::: RECORDS SHOWN

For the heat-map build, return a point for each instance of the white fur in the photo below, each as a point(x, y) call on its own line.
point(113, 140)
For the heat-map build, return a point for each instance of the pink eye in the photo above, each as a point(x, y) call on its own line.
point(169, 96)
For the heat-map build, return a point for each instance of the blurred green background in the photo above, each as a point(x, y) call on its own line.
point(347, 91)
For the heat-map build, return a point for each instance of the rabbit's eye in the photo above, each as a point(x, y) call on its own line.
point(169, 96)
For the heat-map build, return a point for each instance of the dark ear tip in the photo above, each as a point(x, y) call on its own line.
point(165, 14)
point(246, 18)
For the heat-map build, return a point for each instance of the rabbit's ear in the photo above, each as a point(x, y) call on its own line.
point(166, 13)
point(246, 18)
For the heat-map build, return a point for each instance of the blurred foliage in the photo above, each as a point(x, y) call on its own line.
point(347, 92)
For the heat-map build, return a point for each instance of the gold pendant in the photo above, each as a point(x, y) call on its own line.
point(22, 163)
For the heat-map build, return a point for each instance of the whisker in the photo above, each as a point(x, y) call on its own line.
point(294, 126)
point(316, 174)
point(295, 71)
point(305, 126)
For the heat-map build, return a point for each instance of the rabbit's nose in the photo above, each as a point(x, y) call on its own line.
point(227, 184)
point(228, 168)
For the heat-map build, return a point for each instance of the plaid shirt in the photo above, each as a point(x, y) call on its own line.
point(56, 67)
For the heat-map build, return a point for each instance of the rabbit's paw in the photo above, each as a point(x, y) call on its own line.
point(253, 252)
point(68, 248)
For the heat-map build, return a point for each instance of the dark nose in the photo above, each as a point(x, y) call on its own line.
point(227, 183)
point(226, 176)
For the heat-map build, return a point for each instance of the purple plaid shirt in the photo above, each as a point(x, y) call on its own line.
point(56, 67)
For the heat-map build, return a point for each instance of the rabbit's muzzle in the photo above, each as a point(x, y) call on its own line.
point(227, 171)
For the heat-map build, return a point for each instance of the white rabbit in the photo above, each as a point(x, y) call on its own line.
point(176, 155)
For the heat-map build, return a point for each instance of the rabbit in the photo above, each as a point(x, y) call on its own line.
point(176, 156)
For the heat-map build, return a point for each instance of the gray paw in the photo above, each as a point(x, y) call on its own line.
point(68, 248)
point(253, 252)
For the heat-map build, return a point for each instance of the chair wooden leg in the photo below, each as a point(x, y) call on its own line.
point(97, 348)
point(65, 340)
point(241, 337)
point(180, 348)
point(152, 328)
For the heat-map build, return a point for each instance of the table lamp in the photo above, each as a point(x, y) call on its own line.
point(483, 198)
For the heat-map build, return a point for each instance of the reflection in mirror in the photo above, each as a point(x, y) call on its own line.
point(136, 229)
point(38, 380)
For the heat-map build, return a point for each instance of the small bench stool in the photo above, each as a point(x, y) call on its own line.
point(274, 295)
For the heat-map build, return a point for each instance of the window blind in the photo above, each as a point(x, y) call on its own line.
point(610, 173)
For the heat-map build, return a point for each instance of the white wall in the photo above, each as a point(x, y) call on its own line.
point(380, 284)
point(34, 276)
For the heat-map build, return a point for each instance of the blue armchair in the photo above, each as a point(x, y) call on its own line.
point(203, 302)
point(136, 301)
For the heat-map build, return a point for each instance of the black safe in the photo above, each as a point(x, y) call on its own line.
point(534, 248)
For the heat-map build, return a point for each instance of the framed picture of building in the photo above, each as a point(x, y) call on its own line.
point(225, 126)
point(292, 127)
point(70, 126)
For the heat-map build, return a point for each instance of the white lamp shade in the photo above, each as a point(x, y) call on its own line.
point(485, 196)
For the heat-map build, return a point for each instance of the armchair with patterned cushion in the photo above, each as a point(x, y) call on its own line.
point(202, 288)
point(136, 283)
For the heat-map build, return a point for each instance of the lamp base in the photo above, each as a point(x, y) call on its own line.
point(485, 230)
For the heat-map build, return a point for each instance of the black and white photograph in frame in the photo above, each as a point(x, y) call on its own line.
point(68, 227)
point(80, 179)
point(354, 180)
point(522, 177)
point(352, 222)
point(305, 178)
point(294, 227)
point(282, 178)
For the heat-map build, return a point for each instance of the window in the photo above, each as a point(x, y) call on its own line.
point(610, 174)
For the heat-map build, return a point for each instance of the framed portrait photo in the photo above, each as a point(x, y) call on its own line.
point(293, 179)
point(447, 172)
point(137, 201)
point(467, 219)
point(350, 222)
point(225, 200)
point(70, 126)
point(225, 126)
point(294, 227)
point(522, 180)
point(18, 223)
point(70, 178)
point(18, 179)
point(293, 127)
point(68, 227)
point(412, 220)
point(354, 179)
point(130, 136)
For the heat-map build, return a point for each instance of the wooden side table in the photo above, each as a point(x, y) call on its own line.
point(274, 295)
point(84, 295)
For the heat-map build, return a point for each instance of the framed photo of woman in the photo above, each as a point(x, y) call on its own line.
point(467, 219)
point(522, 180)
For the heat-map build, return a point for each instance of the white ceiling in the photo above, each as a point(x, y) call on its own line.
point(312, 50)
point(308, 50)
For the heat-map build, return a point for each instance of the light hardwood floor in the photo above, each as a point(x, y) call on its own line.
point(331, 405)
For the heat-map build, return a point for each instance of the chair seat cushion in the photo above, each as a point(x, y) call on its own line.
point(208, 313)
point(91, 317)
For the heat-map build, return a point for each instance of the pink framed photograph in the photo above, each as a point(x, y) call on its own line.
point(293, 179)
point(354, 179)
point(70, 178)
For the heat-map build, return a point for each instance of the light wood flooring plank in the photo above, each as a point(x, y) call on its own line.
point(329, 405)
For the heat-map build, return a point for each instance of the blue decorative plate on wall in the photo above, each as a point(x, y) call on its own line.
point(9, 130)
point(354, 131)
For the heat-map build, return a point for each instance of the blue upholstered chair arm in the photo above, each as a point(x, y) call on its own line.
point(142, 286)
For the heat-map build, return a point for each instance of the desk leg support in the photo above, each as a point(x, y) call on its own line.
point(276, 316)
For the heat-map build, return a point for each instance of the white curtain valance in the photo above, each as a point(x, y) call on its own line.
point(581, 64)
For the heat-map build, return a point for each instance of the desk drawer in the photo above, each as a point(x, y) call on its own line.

::::::

**WHAT YOU WILL DO**.
An identical copy of the entries above is the expected result.

**EXERCISE ANSWER**.
For the heat-map build, return a point for each instance of the white fur in the photo below, each as a point(x, y) call on its own line.
point(113, 140)
For the heat-map build, return a point for each instance of the pink eye in the photo above, each as a point(x, y) call on its own line.
point(169, 96)
For the heat-map build, return a point for each instance of the blurred green background in the photo above, each as a point(x, y) call on its own line.
point(347, 91)
For the heat-map build, return a point for each instance of the rabbit's eye in the photo above, each as a point(x, y) call on its own line.
point(169, 96)
For the heat-map build, return a point for each instance of the dark ear tip in the photo above, each as a point(x, y) call on its own line.
point(165, 14)
point(246, 18)
For the heat-map build, return a point for each instance of the rabbit's ear in the photo above, each as a point(x, y) call on its own line.
point(166, 13)
point(246, 18)
For the heat-map build, return a point for each instance of the blurred foliage in the photo above, each as a point(x, y) call on its own line.
point(347, 92)
For the heat-map build, return a point for each instance of the gold pendant in the photo above, each as a point(x, y) call on its own line.
point(22, 163)
For the heat-map build, return a point for each instance of the whisker in the photo above, each as a point(x, y) call on its own line.
point(294, 126)
point(316, 174)
point(295, 71)
point(305, 126)
For the heat-map build, return a point for each instance of the rabbit's nose in the photo above, each as a point(x, y) call on its own line.
point(227, 184)
point(228, 168)
For the heat-map build, return a point for each instance of the plaid shirt in the photo above, each as a point(x, y) call on its own line.
point(56, 67)
For the heat-map build, return a point for each instance of the rabbit's paw in the photo above, each as a point(x, y) call on its own line.
point(253, 252)
point(68, 248)
For the heat-map build, return a point for each instance of the dark nose in the photo above, each as a point(x, y) call on its own line.
point(227, 183)
point(226, 176)
For the heat-map build, return a point for each instance of the purple plaid shirt in the photo above, each as a point(x, y) call on its own line.
point(56, 67)
For the heat-map build, return a point for each instance of the rabbit's muzzle in the photo above, each as a point(x, y) call on its own line.
point(227, 171)
For the heat-map build, return a point for each instance of the white rabbit in the photo above, each as a point(x, y) call on its own line.
point(176, 155)
For the heat-map build, return a point for each instance of the rabbit in the photo above, each as a point(x, y) call on its own line.
point(176, 156)
For the heat-map build, return a point for each instance of the gray paw in the photo above, each as a point(x, y) call on its own line.
point(68, 248)
point(253, 252)
For the heat-map build, return a point for each instance of the chair wooden leg in the photo below, each as a point(x, y) call on its own line.
point(97, 348)
point(65, 340)
point(241, 337)
point(180, 348)
point(152, 328)
For the heat-map build, return a point for each instance of the table lamp in the photo above, each as a point(x, y) call on its own line.
point(483, 198)
For the heat-map build, return a point for each instance of the reflection in mirror in the photo above, each as a point(x, y) call on its own line.
point(136, 229)
point(38, 380)
For the heat-map build, return a point for each instance of the small bench stool in the photo above, each as a point(x, y) call on its own line.
point(274, 295)
For the heat-map build, return a point for each instance of the window blind in the photo above, each as a point(x, y) call on its own line.
point(610, 173)
For the heat-map build, return a point for each instance of the white wall in the photo above, each as a point(x, y) call on its own line.
point(380, 284)
point(34, 276)
For the heat-map build, return a point for each instance of the blue armchair in the photo above, each as a point(x, y) call on its own line.
point(203, 302)
point(136, 301)
For the heat-map build, return a point for each instance of the black safe in the photo above, each as a point(x, y) call on its own line.
point(534, 248)
For the heat-map build, return a point for each instance of the framed picture of building in the photo above, each as a point(x, y) call on its own line.
point(225, 126)
point(292, 127)
point(70, 126)
For the heat-map build, return a point for each instance of the white lamp shade in the photo above, each as a point(x, y) call on its own line.
point(485, 196)
For the heat-map build, return a point for each instance of the armchair with patterned cushion in the photo above, each as a point(x, y) call on its own line.
point(202, 288)
point(136, 283)
For the heat-map build, return a point for each instance of the lamp base in the photo above, each as a point(x, y) call on its own line.
point(485, 230)
For the heat-map build, return a point for each instance of the black and white photograph in frame in the photo above, each as a point(x, y) call on its own line.
point(68, 227)
point(80, 179)
point(354, 180)
point(522, 177)
point(352, 222)
point(305, 178)
point(294, 227)
point(282, 178)
For the heat-map build, return a point for each instance of the window in the photo above, each as a point(x, y) call on its own line.
point(610, 174)
For the heat-map build, return a point for each instance of the framed portrait photo in the photo above, each as a point(x, y) call on its own line.
point(293, 179)
point(447, 172)
point(137, 201)
point(467, 219)
point(350, 222)
point(225, 200)
point(70, 126)
point(225, 126)
point(294, 227)
point(522, 180)
point(18, 223)
point(70, 178)
point(18, 179)
point(293, 127)
point(68, 227)
point(412, 220)
point(354, 179)
point(130, 136)
For the heat-map build, return a point for each instance of the wooden side table in the photo above, each as a point(x, y) call on its own line.
point(274, 295)
point(84, 295)
For the heat-map build, return a point for each instance of the framed photo of woman in the photo above, each as a point(x, y) call on its own line.
point(467, 219)
point(522, 180)
For the heat-map build, return a point for each instance of the white ceiling in the photo above, each as a point(x, y) call on its own line.
point(312, 50)
point(308, 50)
For the heat-map build, return a point for each instance of the light hardwood floor in the photo above, each as a point(x, y) call on its own line.
point(331, 405)
For the heat-map build, return a point for each instance of the chair seat cushion in the photo above, each as a point(x, y) call on its own line.
point(208, 313)
point(91, 317)
For the heat-map build, return a point for each instance of the pink framed photograph in the photo above, each as a point(x, y) call on its own line.
point(293, 179)
point(354, 179)
point(70, 178)
For the heat-map build, return a point for each instance of the light wood flooring plank in the photo above, each as a point(x, y) call on its own line.
point(329, 405)
For the heat-map build, return a point for each instance of the blue decorative plate on wall in the photo above, each as a point(x, y) call on its own line.
point(9, 130)
point(354, 131)
For the heat-map build, return a point for each instance of the blue upholstered chair arm in the photo above, each as a point(x, y) call on its own line.
point(142, 286)
For the heat-map build, return a point for each instance of the desk leg support in the photo above, each as a point(x, y) call on its own line.
point(276, 316)
For the heat-map build, return a point for each instance of the white curtain valance in the photo above, each as a point(x, y) call on its own line.
point(581, 64)
For the heat-map build, return a point for each instance of the desk drawer in the photo above, each as a point(x, y) call on its own line.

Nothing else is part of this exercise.